(PROBLEM REQUIREMENTS): Word for word, repeat the lines of the records from the one containing "Query: red jacket" through the last line, both included.

(GIVEN DATA):
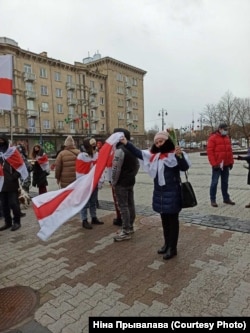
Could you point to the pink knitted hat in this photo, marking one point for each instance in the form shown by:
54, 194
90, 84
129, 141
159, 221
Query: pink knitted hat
161, 135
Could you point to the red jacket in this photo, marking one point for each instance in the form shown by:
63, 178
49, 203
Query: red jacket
219, 150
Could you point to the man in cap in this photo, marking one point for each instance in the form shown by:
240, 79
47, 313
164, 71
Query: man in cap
124, 169
220, 157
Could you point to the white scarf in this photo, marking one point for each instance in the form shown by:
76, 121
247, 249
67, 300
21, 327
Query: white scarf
156, 165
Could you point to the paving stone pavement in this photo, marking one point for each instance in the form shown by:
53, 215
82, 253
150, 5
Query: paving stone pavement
80, 273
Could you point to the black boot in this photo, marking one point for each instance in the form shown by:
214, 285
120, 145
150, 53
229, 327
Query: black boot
170, 253
173, 236
86, 225
96, 221
163, 249
6, 226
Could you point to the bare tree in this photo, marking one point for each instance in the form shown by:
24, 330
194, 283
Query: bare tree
243, 117
227, 110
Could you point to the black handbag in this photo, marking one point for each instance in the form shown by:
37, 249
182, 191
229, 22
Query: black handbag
188, 197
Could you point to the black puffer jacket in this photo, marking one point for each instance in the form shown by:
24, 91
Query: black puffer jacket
11, 176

(EXERCISE RESPONSE):
Query: red jacket
219, 150
Could you point to the man in cap in this photo, marking one point for each instance in the form shown by:
240, 79
47, 313
164, 71
Query: man in cap
124, 169
220, 157
Could you point to the white scarf in this photo, marking one point for each instance in the form shown by:
76, 121
247, 249
67, 300
21, 327
Query: white scarf
156, 165
Could you point to the paving stone pavement in this photo, marking one point for each instance in the form shown by:
53, 215
82, 253
150, 5
Query: paving stone pavement
80, 273
Could you point to the black boot in this photo, marking one point for each instance in the form shown by:
214, 285
120, 145
150, 53
229, 327
Query: black boot
170, 253
173, 236
86, 225
96, 221
163, 249
6, 226
Could you point to the bare tree in this photo, marking one point for each instance in the form shown by:
24, 330
194, 283
Query: bare tree
243, 117
227, 110
Could you point to the black handbag in this photo, marking one point for each instance in the form shown by:
37, 249
182, 191
229, 22
Query: black handbag
188, 197
Could you point to the black puffer jacket in this photo, marking one point for each instance in the form shown by:
24, 91
Query: black puffer jacket
11, 176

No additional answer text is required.